This series on Linux device drivers aims to present the usually technical topic in a way that is more interesting to a wider cross-section of readers.

“After a week of hard work, we finally got our driver working,” were Pugs’ first words when he met his girlfriend, Shweta.

“Why? What was your driver up to? Was he sick? And what hard work did you do?” asked Shweta. Confused, Pugs responded, “What are you talking about?”

Now it was Shweta’s turn to look puzzled, as she replied, “Why ask me? You tell me — which of your drivers are you talking about?”

When understanding dawned on him, Pugs groaned, “Ah c’mon! Not my car drivers — I am talking about a device driver on my computer.”

“I know about car and bus drivers, pilots, and even screwdrivers; but what is this ‘device driver’?” queried Shweta, puzzled.

That was all it took to launch Pugs into a passionate explanation of device drivers for the newbie — in particular, Linux device drivers, which he had been working on for many years.

Of drivers and buses

A driver drives, manages, controls, directs and monitors the entity under its command. What a bus driver does with a bus, a device driver does with a computer device (any piece of hardware connected to a computer) like a mouse, keyboard, monitor, hard disk, Web-camera, clock, and more.

Further, a “pilot” could be a person or even an automatic system monitored by a person (an auto-pilot system in airliners, for example). Similarly, a specific piece of hardware could be controlled by a piece of software (a device driver), or could be controlled by another hardware device, which in turn could be managed by a software device driver. In the latter case, such a controlling device is commonly called a device controller. This, being a device itself, often also needs a driver, which is commonly referred to as a bus driver.

General examples of device controllers include hard disk controllers, display controllers, and audio controllers that in turn manage devices connected to them. More technical examples would be an IDE controller, PCI controller, USB controller, SPI controller, I2C controller, etc. Pictorially, this whole concept can be depicted as in Figure 1.

Device and driver interaction

Figure 1: Device and driver interaction

Device controllers are typically connected to the CPU through their respectively named buses (collection of physical lines) — for example, the PCI bus, the IDE bus, etc. In today’s embedded world, we encounter more micro-controllers than CPUs; these are the CPU plus various device controllers built onto a single chip. This effective embedding of device controllers primarily reduces cost and space, making it suitable for embedded systems. In such cases, the buses are integrated into the chip itself. Does this change anything for the drivers, or more generically, on the software front?

The answer is, not much — except that the bus drivers corresponding to the embedded device controllers are now developed under the architecture-specific umbrella.

**Material**:
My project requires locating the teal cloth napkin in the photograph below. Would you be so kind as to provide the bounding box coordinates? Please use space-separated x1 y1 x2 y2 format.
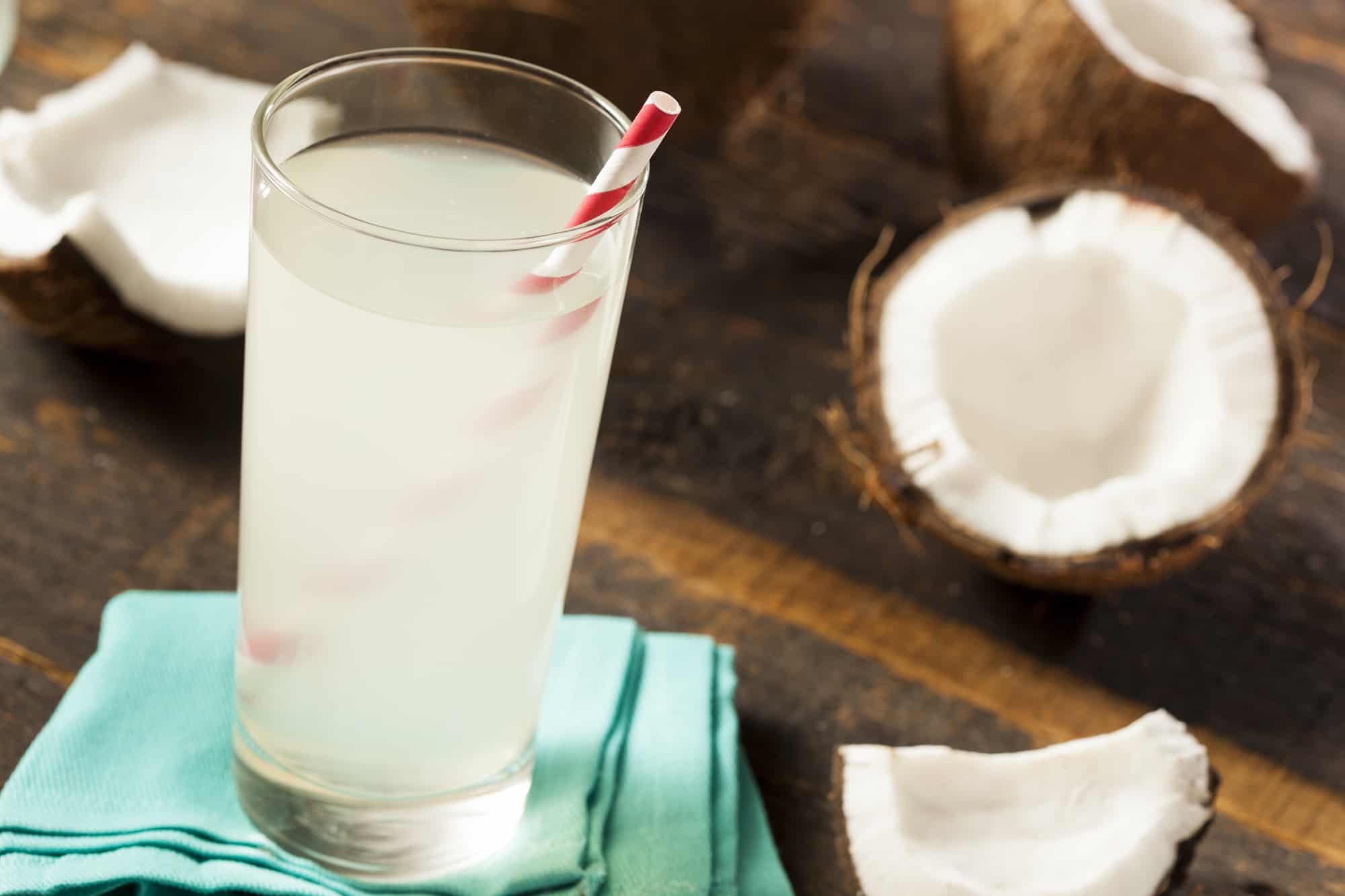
0 592 791 896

**Objective**: Rewrite the paragraph of the device driver text that begins "Further, a “pilot” could be" as a short bulleted list that keeps its main facts. Answer from the device driver text alone, not from the material.

**Result for this task**:
- A pilot can be a person or an automatic system monitored by a person, such as an airliner's auto-pilot.
- Likewise, a piece of hardware can be controlled by software (a device driver) or by another hardware device that is itself managed by a software device driver.
- A controlling hardware device of this kind is commonly called a device controller.
- Being a device itself, a device controller often needs its own driver, commonly called a bus driver.